▶ [Objectif de l'exercice] Rédigez la suite de l'entretien sur l'écriture de romans, en enchaînant directement après la dernière question de l'extrait source.

▶ [Extrait source]
┌──

Dans Je suis très sensible, le lecteur en sait plus que le personnage principal Grégoire qui est un être "décalé" par rapport à la réalité.  En tant que lecteur, nous comprenons la situation mieux que lui qui est un peu "naïf". En quoi cette posture vous intéresse-t-elle dans l’écriture d’un roman ?
En fait, je ne l’ai pas fait exprès – mais je l’ai revendiqué ensuite, quand je m’en suis aperçue.
Le côté décalé de Grégoire m’a passionnée. Je pense que c’est la logique du personnage, et la logique du texte, qui m’ont amenée au fait que le lecteur en sache plus sur le personnage que le personnage lui-même. Cela arrive parfois, dans la vie, d’avoir l’impression de connaître quelque chose à propos de quelqu’un (ou d’en avoir la forte intuition, disons), alors que ça semble échapper à la personne concernée.
Cet aspect-là est peut-être inspiré par des expériences personnelles, mais ça n’est pas conscient au moment de l’écriture. Je crois qu’on écrit beaucoup plus avec son inconscient, son imaginaire, qu’avec son conscient. Ça nous échappe. Ça échappe au raisonnement, ça n’est pas calculé. Et c’est aussi ce qui fait le charme de l’écriture – en tout cas pour moi.

Dans votre roman Cette nuit-là vous évoquez la problématique d’une femme qui subit l’humiliation infligée par son mari et dans votre roman suivant Un couple ordinaire c’est l’inverse c’est le mari qui subit le pouvoir de sa femme. Comment sont nés ces deux romans ?
Un livre est né de l’autre. Après avoir publié Cette nuit-là, j’ai rencontré beaucoup de lecteurs, car j’ai été associée à la campagne d’Amnesty International contre la violence faite aux femmes.
Plusieurs hommes m’ont interpellée sur le fait que les hommes aussi vivaient  des situations de violence (plus souvent psychologiques que physiques), qu’ils en souffraient beaucoup sans se sentir soutenus et compris. J’avais déjà constaté cela, en regardant autour de moi, en observant certains couples. Et l’idée est née. Pourquoi pas un personnage masculin malmené par sa compagne, subissant une violence verbale, psychologique ?
Il s’est passé du temps, des mois (et de l’observation en attendant), puis le personnage de Benjamin est né dans ma tête. Il a insisté, alors je l’ai écrit. Ensuite il m’a raconté son histoire, je l’ai écoutée.

Dans Cette nuit-là nous vivons l’introspection de la femme manipulée par son mari. Le point de vue est intéressant car elle analyse sa situation et son propre comportement. Pour vous la littérature est-elle un moyen de parler des problèmes de société ?

└──

▶ [Données brutes]
┌──

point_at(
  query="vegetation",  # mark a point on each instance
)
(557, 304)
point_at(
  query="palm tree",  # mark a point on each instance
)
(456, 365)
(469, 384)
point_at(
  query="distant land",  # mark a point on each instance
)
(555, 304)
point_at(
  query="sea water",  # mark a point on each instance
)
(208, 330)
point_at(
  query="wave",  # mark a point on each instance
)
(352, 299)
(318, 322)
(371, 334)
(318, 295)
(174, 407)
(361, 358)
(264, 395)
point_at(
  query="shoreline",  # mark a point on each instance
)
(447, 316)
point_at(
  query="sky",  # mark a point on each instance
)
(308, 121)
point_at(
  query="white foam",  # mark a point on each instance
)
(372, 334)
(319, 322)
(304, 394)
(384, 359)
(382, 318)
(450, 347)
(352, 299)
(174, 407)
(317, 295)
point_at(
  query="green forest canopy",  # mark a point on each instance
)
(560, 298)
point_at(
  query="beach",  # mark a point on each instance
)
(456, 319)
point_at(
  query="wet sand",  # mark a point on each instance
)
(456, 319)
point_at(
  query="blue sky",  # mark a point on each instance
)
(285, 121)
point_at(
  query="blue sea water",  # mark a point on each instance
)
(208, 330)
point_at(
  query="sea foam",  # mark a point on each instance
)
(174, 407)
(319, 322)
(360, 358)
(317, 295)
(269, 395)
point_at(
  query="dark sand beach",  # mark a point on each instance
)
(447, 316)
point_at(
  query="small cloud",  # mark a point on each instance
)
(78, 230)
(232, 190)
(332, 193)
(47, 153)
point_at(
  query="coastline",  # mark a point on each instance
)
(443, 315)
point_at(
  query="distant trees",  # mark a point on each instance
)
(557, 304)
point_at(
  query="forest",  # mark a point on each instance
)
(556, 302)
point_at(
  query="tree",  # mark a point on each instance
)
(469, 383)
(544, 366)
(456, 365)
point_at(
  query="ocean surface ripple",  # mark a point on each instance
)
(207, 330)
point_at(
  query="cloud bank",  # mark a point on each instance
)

└──

▶ [Réponse attendue]
Au fond, je pense que la littérature est la façon le plus édifiante, la plus démonstrative, pour parler des tourments que l’être humain éprouve.
Un essai, une analyse, une thèse universitaire peuvent être très intelligents, très bien menés – je lis beaucoup d’essais, ça me nourrit aussi, j’ai besoin de ces lectures-là. Mais la littérature dit les choses autrement, de façon plus forte, plus intense. Le pouvoir de la fiction… Raconter ou écouter une histoire, c’est souvent plus fort qu’une analyse. Là je pense par exemple à Proust, nous faisant ressentir la jalousie à travers son narrateur, ou à Madame Bovary qui nous fait vivre son ennui et sa désespérance. L’empathie pour le personnage nous permet de le suivre, de le comprendre, bien autrement qu’une analyse, même très savante – du moins à mon avis.

Le point de vue que vous choisissez est important. Comment concevez-vous ce choix ?
Par chance (ou par incapacité ?) je ne choisis pas.
Je prends le point de vue qui me vient, celui qui s’impose. Et chaque fois que j’ai voulu changer de point de vue, parler à la troisième personne plutôt qu’à la première, par exemple, ça s’est mal passé… et je suis revenue à l’intuition de départ. Donc maintenant, avec un peu d’expérience, je ne me pose plus la question, je prends le point de vue qui s’impose, aussi bien pour les romans pour la jeunesse que pour les autres textes. 
Pour moi, le point de vue qui s’impose c’est celui de l’inconscient, de l’imaginaire, et je crois que mon inconscient est plus futé que moi, plus malin, plus intuitif… C’est une croyance, mais elle me va bien, je la suis.

Quel rôle jouent les objets dans vos romans ? Dans Un couple ordinaire la table basse va révéler bien des dysfonctionnements.  
Là encore, je ne décide pas grand-chose. L’objet intervient au fil de la plume, sans préméditation. La seule décision (pas toujours facile) : garder ou ne pas garder. Effacer les pages écrites ou pas.
J’accorde une grande confiance au premier jet, où s’exprime quelque chose qui m’échappe – cette dimension inconsciente, imaginaire.  
Ça n’empêche pas, ensuite, de se pencher sur le texte de façon plus « raisonnable », pour le modifier, l’améliorer…
Sinon, je pense que les objets jouent le rôle de symboles ; par exemple le choix de la table basse dans Un couple ordinaire met en scène les relations de pouvoir au sein du couple.

Les rapports au sein du couple sont-ils toujours des rapports de pouvoir ?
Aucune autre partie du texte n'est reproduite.